=== Complete the following ===
1. According to the passage on Louisiana main streets, what award did New Iberia win in 2005, and from which organization?
2. In the passage on Louisiana main streets, what kinds of establishments are named along the imagined cobblestoned side streets?
3. From the passage on Louisiana main streets, copy the text from "While it can" up to and including "best main streets.".

=== Given passage ===
========

While it can be a common experience to navigate crowded main streets packed with people like sardines, surrounded by drab, cookie-cutter buildings of glass and brick with barely a hint of green space, there is an alternative experience to be had. Imagine, instead, traversing spacious cobblestoned side streets featuring a unique blend of architectural landscapes punctuated by the verdant splendor of nature disrupting the uniformity of boutiques, restaurants, and art galleries. While we cannot all expect our main streets to emulate the grandeur of the Champs-Élysées, there is certainly a baseline standard of elegance and allure that can captivate even the most casual visitor. Visitors will not be disappointed by these seven towns in Louisiana with the best main streets.
Should your vision of a main street involve shady, live oaks lining each side, serve as the backdrop for acclaimed novels like those from author James Lee Burke's New Iberia series, and boast buildings registered as national historic places - then your search ends at New Iberia. This charming Louisiana town, nestled along the picturesque banks of the Bayou Teche and conveniently located on U.S. Highway 90 between New Orleans and Lafayette, is bound to captivate your senses and fulfill your picturesque main street fantasy. Home to about 27,000 residents, New Iberia won the 2005 Great American Main Street Award from the National Trust for Historic Preservation. While many years have since sped by, the charming beauty of New Iberia’s Main Street, like that of fine wine, is still very much intact. Attractions in this New Iberia include the beautiful Bayo Teche, the Bayou Teche Museum, especially for history buffs, and the Conrad Rice Mill, the oldest independently owned rice mill in the United States that is still in operation.

========

=== Stored rows ===

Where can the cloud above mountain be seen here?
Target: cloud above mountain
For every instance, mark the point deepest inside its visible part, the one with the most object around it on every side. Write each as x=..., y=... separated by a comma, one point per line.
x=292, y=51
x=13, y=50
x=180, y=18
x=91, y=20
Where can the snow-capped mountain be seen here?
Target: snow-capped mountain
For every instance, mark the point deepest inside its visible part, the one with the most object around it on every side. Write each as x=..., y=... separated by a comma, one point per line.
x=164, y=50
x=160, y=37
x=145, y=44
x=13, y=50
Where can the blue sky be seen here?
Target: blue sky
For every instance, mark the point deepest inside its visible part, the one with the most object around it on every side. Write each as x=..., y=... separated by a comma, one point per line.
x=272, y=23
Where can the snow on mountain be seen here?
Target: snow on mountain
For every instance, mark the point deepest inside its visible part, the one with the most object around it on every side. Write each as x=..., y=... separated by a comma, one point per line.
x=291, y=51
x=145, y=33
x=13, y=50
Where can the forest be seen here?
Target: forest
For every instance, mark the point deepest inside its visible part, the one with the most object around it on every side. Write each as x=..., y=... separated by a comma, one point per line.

========

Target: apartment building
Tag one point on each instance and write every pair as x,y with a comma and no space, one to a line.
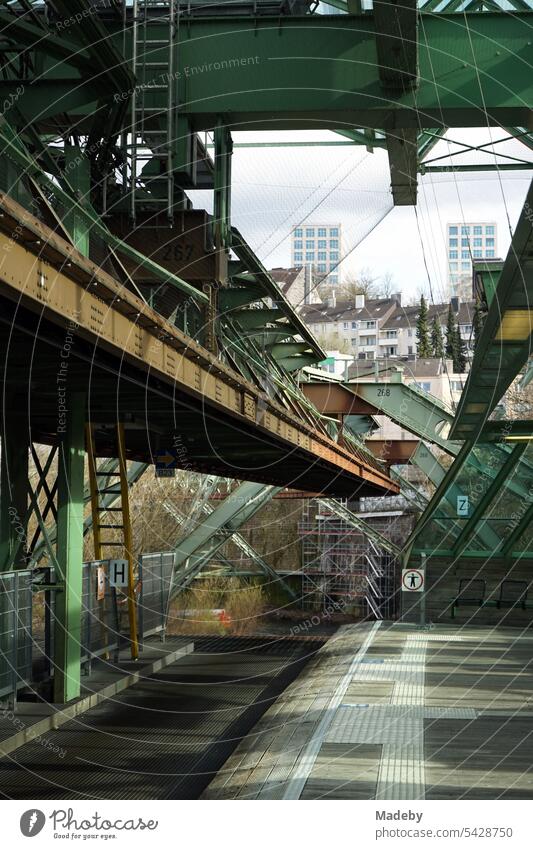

========

=== Responses to the tasks ===
1. New Iberia won the Great American Main Street Award from the National Trust for Historic Preservation.

2. Boutiques, restaurants, and art galleries

3.
While it can be a common experience to navigate crowded main streets packed with people like sardines, surrounded by drab, cookie-cutter buildings of glass and brick with barely a hint of green space, there is an alternative experience to be had. Imagine, instead, traversing spacious cobblestoned side streets featuring a unique blend of architectural landscapes punctuated by the verdant splendor of nature disrupting the uniformity of boutiques, restaurants, and art galleries. While we cannot all expect our main streets to emulate the grandeur of the Champs-Élysées, there is certainly a baseline standard of elegance and allure that can captivate even the most casual visitor. Visitors will not be disappointed by these seven towns in Louisiana with the best main streets.